I can't think of a Democrat that does not .

I know what you mean, but some are smooth and seem harmless and sound centrist and some come across as angry radicals.

My Congressman, west suburbs of Minneapolis, is a businessman. family man, neighbor, friend of a friend, cousin of Scott Johnson at Powerline, supposedly pro-business, pro-America etc.  The contrast might be Maxine Waters and the squad, want to  tell us how this country sucks and burn down the system.  They get elected in different districts but vote the same.

Val Demings sounded angry partisan radical in tone to me as I listening to impeachment hearings on radio.  I thought it was Maxine Waters, hadn't heard of her.  They used to call the middle of the electorate the soccer moms, those who determine the outcome, white suburban centrist women who just want what's best for their children and families.  Do they see her, listen to her, and say she's one of us?

There isn't a pick that's right for Joe in the party identity politics.  He needs one for each type, young liberal women, angry black women, white suburban woman, gays, Jews, Muslims.  And what about men?  He needs their vote too!

• [Records provided]
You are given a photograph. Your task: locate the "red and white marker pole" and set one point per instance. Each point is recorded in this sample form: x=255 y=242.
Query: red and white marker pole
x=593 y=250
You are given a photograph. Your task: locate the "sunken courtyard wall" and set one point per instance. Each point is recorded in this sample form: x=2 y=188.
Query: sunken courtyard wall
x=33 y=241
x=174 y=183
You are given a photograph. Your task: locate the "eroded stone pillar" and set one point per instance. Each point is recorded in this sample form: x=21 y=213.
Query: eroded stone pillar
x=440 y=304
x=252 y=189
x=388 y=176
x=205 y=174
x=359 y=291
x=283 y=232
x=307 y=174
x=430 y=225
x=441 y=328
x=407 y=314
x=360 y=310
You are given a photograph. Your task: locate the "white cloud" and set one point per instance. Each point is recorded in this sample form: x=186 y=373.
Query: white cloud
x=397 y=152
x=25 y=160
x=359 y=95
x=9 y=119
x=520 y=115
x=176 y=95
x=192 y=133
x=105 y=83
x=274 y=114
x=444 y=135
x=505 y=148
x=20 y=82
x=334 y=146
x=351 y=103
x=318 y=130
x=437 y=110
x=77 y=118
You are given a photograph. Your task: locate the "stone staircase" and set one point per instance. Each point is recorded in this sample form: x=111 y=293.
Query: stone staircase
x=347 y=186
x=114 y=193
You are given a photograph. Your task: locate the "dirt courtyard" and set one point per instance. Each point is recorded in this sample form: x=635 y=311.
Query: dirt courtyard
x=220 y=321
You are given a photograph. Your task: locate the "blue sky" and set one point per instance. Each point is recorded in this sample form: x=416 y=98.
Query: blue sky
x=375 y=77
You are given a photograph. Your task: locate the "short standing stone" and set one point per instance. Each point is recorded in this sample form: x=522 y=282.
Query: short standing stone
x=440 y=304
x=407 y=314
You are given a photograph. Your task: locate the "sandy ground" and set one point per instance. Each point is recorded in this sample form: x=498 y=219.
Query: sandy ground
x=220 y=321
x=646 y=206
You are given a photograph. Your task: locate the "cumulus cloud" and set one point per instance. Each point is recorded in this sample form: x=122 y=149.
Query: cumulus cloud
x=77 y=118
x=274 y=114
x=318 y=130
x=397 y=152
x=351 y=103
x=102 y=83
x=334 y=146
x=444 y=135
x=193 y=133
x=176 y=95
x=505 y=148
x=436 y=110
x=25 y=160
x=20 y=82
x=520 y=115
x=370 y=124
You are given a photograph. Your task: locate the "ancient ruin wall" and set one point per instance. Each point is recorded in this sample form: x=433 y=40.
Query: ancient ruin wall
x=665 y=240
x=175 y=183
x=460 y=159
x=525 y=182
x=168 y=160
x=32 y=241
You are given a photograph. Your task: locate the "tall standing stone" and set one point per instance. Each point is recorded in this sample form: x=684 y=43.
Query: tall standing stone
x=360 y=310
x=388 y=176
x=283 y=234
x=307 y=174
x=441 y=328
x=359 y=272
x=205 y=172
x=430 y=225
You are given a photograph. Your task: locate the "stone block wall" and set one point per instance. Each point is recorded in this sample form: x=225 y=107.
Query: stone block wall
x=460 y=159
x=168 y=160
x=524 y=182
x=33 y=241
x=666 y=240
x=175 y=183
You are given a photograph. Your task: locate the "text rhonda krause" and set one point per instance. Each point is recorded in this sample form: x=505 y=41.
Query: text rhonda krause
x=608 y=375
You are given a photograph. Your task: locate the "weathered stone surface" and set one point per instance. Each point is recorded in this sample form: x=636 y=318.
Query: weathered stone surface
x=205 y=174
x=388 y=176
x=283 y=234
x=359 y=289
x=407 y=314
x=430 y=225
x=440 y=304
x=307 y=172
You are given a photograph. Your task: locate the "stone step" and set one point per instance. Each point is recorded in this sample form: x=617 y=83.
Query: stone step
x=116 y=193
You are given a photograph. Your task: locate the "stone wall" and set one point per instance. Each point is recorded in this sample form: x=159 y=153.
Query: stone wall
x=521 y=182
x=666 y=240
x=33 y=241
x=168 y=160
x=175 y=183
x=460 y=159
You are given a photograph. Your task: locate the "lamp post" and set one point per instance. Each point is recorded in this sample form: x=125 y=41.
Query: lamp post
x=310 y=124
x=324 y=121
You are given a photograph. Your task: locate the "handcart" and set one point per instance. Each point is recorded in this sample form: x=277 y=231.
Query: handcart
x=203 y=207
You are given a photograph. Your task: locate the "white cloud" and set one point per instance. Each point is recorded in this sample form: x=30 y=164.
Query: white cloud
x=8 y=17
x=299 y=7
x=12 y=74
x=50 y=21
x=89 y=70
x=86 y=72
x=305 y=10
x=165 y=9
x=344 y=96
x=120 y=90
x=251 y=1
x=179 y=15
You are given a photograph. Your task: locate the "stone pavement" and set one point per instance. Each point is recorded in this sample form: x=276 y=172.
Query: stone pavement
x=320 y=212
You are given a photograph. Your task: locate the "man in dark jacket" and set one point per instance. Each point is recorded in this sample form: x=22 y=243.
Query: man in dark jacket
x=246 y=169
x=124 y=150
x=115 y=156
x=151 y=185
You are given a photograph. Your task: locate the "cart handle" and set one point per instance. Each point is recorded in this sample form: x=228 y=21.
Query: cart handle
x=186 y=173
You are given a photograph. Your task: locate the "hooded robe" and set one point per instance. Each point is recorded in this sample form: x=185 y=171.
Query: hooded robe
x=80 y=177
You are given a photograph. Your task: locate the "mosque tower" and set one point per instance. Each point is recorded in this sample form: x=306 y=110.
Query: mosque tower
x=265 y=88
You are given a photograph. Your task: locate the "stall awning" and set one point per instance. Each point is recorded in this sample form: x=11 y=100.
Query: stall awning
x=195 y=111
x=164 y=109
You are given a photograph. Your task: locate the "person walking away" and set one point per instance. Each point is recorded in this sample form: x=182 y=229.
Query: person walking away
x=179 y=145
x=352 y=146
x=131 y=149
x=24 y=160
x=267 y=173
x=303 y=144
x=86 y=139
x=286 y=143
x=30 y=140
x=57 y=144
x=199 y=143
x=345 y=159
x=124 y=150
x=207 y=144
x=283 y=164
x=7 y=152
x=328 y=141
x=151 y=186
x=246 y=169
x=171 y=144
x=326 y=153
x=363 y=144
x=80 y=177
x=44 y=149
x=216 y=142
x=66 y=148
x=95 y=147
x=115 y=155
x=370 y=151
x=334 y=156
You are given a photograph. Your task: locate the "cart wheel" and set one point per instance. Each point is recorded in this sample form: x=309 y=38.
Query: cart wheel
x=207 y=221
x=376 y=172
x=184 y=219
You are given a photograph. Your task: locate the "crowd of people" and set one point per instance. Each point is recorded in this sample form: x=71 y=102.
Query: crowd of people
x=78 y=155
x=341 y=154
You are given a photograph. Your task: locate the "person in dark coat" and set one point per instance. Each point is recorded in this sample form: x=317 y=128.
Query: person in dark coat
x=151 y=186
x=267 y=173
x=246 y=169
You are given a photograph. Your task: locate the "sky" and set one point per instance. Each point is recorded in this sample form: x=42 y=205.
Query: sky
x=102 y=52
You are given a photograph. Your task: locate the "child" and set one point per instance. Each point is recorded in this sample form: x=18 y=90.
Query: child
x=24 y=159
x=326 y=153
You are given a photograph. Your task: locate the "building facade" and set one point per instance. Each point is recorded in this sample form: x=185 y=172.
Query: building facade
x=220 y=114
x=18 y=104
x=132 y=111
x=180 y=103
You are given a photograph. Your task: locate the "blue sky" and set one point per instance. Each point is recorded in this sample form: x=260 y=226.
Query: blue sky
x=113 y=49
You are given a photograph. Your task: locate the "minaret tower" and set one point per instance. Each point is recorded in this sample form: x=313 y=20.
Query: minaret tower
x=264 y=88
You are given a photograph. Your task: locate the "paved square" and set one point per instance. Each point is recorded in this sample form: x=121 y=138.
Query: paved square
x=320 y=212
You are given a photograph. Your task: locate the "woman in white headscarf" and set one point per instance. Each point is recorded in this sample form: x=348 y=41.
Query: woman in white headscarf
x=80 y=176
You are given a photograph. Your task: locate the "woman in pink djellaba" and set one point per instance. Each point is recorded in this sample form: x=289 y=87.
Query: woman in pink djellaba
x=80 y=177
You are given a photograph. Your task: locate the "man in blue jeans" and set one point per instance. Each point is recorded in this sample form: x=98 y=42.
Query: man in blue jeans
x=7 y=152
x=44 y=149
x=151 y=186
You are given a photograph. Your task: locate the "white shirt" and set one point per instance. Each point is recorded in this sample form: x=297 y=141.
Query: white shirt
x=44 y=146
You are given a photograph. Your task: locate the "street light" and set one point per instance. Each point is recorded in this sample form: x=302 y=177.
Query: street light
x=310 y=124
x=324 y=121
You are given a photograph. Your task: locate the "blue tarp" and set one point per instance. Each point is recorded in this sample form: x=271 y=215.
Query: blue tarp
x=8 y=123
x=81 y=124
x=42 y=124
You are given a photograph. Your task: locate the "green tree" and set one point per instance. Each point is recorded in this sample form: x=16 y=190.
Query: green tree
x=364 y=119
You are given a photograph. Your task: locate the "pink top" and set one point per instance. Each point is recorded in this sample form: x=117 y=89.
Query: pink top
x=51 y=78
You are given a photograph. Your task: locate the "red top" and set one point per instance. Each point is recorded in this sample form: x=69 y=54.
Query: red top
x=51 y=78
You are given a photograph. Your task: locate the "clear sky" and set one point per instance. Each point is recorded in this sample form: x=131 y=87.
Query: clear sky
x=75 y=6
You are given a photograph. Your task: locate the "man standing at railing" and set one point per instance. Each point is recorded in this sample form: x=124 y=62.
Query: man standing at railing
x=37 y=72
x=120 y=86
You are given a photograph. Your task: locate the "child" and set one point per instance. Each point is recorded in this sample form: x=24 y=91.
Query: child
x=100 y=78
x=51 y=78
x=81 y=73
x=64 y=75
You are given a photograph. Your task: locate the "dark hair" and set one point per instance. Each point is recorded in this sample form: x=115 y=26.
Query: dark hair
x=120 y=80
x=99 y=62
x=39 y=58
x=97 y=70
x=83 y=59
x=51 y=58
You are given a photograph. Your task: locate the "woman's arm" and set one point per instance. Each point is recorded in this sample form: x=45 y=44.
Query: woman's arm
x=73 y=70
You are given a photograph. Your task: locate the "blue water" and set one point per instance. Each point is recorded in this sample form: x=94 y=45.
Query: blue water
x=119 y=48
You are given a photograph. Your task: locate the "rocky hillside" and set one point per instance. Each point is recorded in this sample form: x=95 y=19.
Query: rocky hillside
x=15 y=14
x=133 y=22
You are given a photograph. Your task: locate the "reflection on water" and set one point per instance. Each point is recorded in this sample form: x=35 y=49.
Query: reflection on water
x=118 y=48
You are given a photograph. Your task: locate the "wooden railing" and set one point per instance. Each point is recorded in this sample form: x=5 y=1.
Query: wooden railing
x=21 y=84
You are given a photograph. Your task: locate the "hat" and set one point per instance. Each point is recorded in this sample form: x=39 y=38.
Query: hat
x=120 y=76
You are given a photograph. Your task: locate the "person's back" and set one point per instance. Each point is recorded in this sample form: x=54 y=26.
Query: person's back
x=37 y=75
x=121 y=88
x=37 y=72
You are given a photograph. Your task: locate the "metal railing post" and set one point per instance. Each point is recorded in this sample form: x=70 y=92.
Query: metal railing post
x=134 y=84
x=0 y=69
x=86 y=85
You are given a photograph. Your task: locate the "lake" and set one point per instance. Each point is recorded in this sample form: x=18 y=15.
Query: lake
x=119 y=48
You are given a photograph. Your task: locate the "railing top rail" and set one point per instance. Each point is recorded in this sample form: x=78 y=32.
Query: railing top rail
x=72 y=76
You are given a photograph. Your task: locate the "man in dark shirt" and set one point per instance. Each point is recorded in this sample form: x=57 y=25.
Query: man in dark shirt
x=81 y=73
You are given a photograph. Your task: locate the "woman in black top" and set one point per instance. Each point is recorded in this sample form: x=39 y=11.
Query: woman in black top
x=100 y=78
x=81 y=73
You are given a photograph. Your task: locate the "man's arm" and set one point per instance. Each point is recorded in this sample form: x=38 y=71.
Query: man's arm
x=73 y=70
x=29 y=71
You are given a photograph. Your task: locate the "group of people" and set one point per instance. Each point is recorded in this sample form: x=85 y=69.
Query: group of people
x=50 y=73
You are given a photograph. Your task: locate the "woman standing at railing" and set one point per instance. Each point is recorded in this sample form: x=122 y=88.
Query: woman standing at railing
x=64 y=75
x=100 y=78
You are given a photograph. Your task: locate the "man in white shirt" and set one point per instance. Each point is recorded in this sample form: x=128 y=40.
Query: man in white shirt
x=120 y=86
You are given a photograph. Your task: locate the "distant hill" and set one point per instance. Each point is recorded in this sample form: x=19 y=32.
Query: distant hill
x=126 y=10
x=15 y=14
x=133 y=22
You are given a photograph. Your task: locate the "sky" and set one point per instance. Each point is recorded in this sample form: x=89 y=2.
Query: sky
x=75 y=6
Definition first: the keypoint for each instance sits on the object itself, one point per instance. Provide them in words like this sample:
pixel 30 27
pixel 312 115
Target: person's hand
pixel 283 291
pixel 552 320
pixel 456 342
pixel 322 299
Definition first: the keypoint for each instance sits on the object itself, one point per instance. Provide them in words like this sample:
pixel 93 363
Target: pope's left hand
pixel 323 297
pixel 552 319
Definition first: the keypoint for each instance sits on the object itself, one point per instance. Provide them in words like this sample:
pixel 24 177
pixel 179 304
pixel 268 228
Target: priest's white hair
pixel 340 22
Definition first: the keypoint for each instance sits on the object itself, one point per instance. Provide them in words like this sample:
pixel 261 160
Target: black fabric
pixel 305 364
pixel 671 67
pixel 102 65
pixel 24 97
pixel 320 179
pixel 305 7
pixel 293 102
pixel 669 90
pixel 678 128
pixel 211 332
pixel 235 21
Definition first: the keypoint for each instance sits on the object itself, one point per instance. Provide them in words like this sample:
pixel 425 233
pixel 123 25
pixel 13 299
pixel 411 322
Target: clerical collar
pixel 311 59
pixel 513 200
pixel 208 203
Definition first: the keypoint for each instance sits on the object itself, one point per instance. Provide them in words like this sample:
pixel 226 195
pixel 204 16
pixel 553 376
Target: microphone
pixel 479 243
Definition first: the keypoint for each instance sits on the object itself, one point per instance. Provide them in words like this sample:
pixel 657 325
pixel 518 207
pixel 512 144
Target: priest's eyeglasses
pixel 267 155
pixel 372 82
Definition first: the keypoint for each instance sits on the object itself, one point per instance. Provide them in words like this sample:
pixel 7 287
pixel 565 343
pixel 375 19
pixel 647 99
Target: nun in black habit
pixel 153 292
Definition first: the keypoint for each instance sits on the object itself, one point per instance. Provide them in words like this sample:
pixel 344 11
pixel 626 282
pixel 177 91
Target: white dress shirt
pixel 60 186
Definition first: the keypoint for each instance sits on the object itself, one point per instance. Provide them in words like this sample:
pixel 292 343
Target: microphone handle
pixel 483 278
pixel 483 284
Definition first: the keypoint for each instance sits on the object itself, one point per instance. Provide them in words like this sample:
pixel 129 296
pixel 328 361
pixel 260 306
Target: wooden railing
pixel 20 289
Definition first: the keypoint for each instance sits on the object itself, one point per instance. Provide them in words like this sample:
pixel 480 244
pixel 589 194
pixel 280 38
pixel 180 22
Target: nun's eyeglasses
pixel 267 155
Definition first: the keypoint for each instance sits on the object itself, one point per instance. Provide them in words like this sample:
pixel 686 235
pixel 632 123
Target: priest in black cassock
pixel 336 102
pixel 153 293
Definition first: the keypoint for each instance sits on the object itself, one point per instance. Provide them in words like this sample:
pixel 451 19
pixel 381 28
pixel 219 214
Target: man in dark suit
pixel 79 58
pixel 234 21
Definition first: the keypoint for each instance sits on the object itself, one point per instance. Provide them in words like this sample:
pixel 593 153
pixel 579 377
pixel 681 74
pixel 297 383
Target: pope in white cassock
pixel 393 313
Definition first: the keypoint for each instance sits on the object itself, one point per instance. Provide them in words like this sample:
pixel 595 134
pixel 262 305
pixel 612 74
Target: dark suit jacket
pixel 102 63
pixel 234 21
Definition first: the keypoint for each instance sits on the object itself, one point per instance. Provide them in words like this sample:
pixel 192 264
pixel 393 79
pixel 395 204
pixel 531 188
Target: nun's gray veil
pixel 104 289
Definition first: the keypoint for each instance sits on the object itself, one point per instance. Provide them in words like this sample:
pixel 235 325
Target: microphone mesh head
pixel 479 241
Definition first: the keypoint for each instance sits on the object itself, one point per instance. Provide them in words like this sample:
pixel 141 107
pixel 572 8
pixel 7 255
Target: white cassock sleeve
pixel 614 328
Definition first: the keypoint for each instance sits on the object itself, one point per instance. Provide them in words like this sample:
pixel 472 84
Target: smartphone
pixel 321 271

• [What you need to do]
(A) According to the post about Democratic politicians, why is there no pick that's right for Joe?
(B) List every role or personal relationship that the post about Democratic politicians gives for the writer's Congressman.
(C) Write the next few sentences of the post about Democratic politicians, continuing after its final sentence.
The listing is separate material, unrelated to the post about Democratic politicians.

• [Results of the tasks]
(A) Within the party's identity politics, he would need a pick for each type of voter: young liberal women, angry black women, white suburban women, gays, Jews and Muslims. The writer adds that he also needs men's votes.

(B)
- businessman
- family man
- neighbor
- friend of a friend
- cousin of Scott Johnson at Powerline

(C)
If you accept the premise that sexism and racism is the rule in America, the pool Joe has to choose from lacks the experience he needs from a nominee because they have been so unfairly excluded.  He already ruled out all men with national and foreign policy experience and all(?) women were denied these opportunities, therefore lack that experience.

He should be able to pick from Pres. Obama's Secretaries of State, Kerry and Hillary.  Dead end there.  Clinton's female Secretary of State, Madeline Albright?  Not eligible, now past her time.  How about the most powerful woman in the world, Nancy Pelosi?  Too bad they didn't pick their best and brightest for leadership of the House they control, ready to step up now.   Nobody there.

Too bad he won't pick my pick, perhaps the most qualified woman in the country, centrist, smart, experienced, black, with great personal history to reach out to all undecideds, Condi Rice.

Shortly we will know his pick.  Or is it his handler's pick?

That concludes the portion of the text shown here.